Interview faite au téléphone par E.L.P

Salut Petri, et merci de nous avoir accordé ces quelques instants ! Avant toute chose, j’aimerais tous vous féliciter pour la récente annonce de votre entrée dans le hit parade finlandais ! Comment vous sentez-vous face à ces plus que brillants résultats pour ce meilleur lancement d’album de votre histoire ?
Petri Lindroos (chant / guitare) : Salut à toi et à tous vos lecteurs ! C’est effectivement le cas, oui, en première position d’ailleurs ! Nous ne pouvions rêver mieux pour une première entrée dans les classements musicaux par chez nous alors nous ne saurions être plus reconnaissants ! Nous étions avant tout très surpris en apprenant la nouvelle, d’autant qu’un grand groupe finlandais des années 90, avec bien plus d’expérience que nous, avait sorti son album de retour la même semaine que "One Man Army". Nous sortions de scène au moment où nous avons appris notre classement, donc nous n’avons nullement caché notre joie ou notre fierté ! (rires) Nous pouvons au moins en profiter pendant quelques jours et garder la tête dans les nuages avant que les prochains classements ne tombent ! (rires) Quoi qu’il en soit c’est vraiment un gros événement pour nous et nous en profitons au maximum...

Exactement ! (rires) En tout cas c’est définitivement mérité ! Bravo ! Pour rentrer un peu plus dans le contenu de ce nouvel opus, à présent. J’ai lu que vous aviez opté pour un mode d’enregistrement quasi intégralement analogique. Que pourrais-tu nous dire à ce sujet ? Était-ce une étape particulière à franchir pour vous en terme de travail ou de routine de composition / enregistrement ?
Oui, tout à fait, la quasi totalité de l’album a été enregistrée en analogique. Pour ce qui est de l’impact que ce choix a pu avoir, je dirais que ça n’a aucunement touché nos habitudes de composition, mais ça a clairement changé notre vision du travail à l’heure où tout se numérise chaque jour un peu plus... Nous avons appris à découvrir l’analogique. Ça nous a pris plus de temps, c’est vrai, mais le résultat est tellement plus fin et agressif à la fois tout en restant très détaillé que ça en valait la peine. Cette méthode a tellement plus de choses à offrir aussi bien aux musiciens qu’aux fans.

Plus d’intensité ?
Exactement ! Notre producteur, Anssi Kippo voulait aussi rendre le son plus humain, en restituer les nuances et les émotions, et ce mode d’enregistrement rend, par exemple, les parties de guitares plus fluides et naturelles, pour ne parler que de mes lignes.

Vous cherchiez donc une sensation plus organique ?
C’est précisément le mot que je cherchais, oui, voilà : organique ! (rires)

Données fournies:
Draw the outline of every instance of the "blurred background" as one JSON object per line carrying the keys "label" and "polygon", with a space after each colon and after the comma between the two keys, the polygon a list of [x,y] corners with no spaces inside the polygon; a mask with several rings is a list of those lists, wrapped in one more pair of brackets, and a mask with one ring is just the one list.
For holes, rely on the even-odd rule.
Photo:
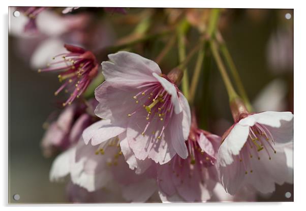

Travail demandé:
1. Les affirmations suivantes sont-elles conformes à l’entretien avec Petri Lindroos ? Répondez par oui ou par non et citez à l’identique les mots du texte qui tranchent.
(a) Le groupe a appris son classement au moment où il sortait de scène.
(b) L’enregistrement analogique a modifié les habitudes de composition du groupe.
(c) L’enregistrement analogique a demandé moins de temps au groupe.
2. D’après l’entretien avec Petri Lindroos, qui est le producteur du groupe ?
3. Poursuivez l’entretien avec Petri Lindroos après sa dernière réplique.
La liste ci-dessus provient d’une autre source que l’entretien.

Réponses détaillées:
1.
(a) Oui : « Nous sortions de scène au moment où nous avons appris notre classement ».
(b) Non : « ça n’a aucunement touché nos habitudes de composition ».
(c) Non : « Ça nous a pris plus de temps, c’est vrai ».

2. Anssi Kippo.

3.
Cette volonté et cette recherche d’un son plus naturel vous a poussés, une fois encore, à utiliser des instruments traditionnels et folkloriques. Qu’espériez-vous "toucher" sur cet album, au travers de ces choix mélodiques et instrumentaux ?
Il n’y a, à vrai dire, pas eu de réelle nouveauté dans le choix de nos sonorités folkloriques, mais puisque c’est une composante essentielle de notre univers, il fallait à tout prix qu’elles puissent s’exprimer. Nous aimons beaucoup chacun de leurs sons, alors ça n’a pas été difficile de leur trouver leur place pour créer différentes ambiances ! Je ne pense pas que nous nous en séparions un jour, ils nous apportent vraiment une grande partie du dynamisme dont nous avons besoin, même s’ils ont été un peu plus mis en retrait sur cet album, ils aident à le faire vivre...

Il est vrai que ce ne sont pas les éléments les plus marquants de prime abord. Pour cela, il y a, dans votre évolution musicale, une toute nouvelle mise en avant des rythmiques, et notamment de vos lignes de batterie !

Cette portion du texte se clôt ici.